- [About this exercise]
Every entry here should be copied exactly.

Recorded data section start

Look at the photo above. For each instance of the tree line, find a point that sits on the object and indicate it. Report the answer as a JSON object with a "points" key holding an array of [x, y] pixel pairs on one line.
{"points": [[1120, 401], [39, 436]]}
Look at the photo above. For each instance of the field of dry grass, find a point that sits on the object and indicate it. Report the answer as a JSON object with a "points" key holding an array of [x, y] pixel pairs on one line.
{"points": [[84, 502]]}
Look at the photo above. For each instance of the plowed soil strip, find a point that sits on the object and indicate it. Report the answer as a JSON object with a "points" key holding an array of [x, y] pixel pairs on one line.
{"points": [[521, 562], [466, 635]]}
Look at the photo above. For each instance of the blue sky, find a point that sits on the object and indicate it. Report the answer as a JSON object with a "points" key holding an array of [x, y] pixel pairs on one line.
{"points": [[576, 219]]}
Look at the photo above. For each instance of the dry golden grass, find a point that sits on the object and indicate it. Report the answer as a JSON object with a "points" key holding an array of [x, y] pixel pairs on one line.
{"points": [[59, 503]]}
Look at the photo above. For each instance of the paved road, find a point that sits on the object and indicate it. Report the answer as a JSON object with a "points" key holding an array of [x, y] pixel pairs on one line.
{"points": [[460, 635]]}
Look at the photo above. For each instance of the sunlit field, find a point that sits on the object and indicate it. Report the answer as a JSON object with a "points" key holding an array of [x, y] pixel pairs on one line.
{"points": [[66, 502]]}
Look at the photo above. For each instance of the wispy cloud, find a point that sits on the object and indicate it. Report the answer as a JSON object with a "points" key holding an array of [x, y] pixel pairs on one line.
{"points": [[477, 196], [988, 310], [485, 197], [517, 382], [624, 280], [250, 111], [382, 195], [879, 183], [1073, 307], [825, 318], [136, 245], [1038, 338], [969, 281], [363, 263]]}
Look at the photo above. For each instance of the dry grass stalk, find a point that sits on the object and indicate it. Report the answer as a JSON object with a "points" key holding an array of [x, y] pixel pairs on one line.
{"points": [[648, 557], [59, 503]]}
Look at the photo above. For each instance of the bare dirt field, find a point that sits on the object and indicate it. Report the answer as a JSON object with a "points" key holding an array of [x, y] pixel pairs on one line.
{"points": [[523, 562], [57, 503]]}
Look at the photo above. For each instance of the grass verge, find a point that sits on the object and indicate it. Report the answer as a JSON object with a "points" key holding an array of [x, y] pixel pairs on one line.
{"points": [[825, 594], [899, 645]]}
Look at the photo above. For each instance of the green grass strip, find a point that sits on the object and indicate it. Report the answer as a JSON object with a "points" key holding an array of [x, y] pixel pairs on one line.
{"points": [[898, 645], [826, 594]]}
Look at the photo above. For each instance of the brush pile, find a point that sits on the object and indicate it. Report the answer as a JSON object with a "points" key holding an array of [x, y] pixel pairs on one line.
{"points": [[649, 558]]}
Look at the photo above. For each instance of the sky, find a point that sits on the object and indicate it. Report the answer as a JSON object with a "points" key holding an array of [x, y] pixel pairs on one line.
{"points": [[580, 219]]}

Recorded data section end

- [Answer section]
Look at the photo above. For each instance of the tree line, find a point that sits on the object and indicate it. Report the answer as a JSON object with a "points" key holding an array of [x, y] pixel pairs on one line.
{"points": [[1120, 401], [39, 436]]}
Look at the photo above. For each instance of the field of dry grass, find a point that sits on the object and indicate it. Report the answer as a JSON object with a "points" key holding an array of [x, y] pixel pairs on one line.
{"points": [[84, 502]]}
Look at the photo above. For each instance of the plowed soil strip, find a point that sits on the object and indicate it. Report the answer as a JSON object with a "points" key holding an array of [x, y] pixel pairs on one line.
{"points": [[521, 562], [466, 635]]}
Look at the photo above. For each instance of the blue sky, find a point that sits on the object and indicate it. Report the answer as a JSON object with a "points" key holding an array of [x, y] pixel pairs on one line.
{"points": [[576, 219]]}
Look at the photo above. For each instance of the dry golden grass, find a point that sits on the object and indicate it. Report the answer as a JSON object with a "points" key holding an array of [x, y] pixel pairs on one line.
{"points": [[59, 503]]}
Look at the photo above. For each instance of the paved road, find a point that sits on the object and indicate it. Report the answer as a JSON object with a "points" key holding an array of [x, y] pixel pairs on one line.
{"points": [[460, 635]]}
Look at the photo above. For each instance of the sunlit field, find a point that sits on the object and indicate it. Report the answer as a JSON object with a "points" key holding an array of [x, y] pixel pairs on one line.
{"points": [[66, 502]]}
Look at the photo above. For each instance of the wispy cloud, find a point that sits on the object and indicate it. Report the answer as a JSON object with a "points" key holding an array of [x, y] pixel pairs on one line.
{"points": [[477, 196], [988, 310], [485, 197], [517, 382], [624, 280], [250, 111], [382, 195], [879, 183], [1073, 307], [825, 318], [136, 245], [1038, 338], [969, 281], [363, 263]]}
Look at the photo above. For each instance of the dry grass stalk, find a point that sits on the object and indicate it. Report the answer as a JSON object with a "points" key holding an array of [x, y] pixel pairs on one line.
{"points": [[648, 557], [59, 503]]}
Look at the photo above. For each instance of the bare dirt field, find a point that sits on the object and indicate it. Report the answer as a JSON object with a "points" key holding an array of [x, y] pixel pairs on one line.
{"points": [[523, 562], [57, 503]]}
Look at the photo above. For each instance of the grass verge, find a point that sits on the object and indicate it. Report the answer as a JSON object with a "points" key holding an array of [x, y] pixel pairs on one line.
{"points": [[825, 594], [899, 645]]}
Look at the photo above. For each instance of the green grass strip, find a point that sits on the object and indicate it. Report the answer as a JSON object with a "points" key holding an array of [x, y] pixel pairs on one line.
{"points": [[898, 645], [826, 594]]}
Look at the photo above. For each instance of the brush pile, find a point that sits on the object and indicate it. Report the answer as a JSON object with a "points" key holding an array of [x, y] pixel pairs on one line.
{"points": [[649, 558]]}
Look at the photo above. For each instance of the sky, find a point that sits on the object and indicate it. Report the answer as a JSON object with a "points" key holding an array of [x, y] pixel pairs on one line.
{"points": [[580, 219]]}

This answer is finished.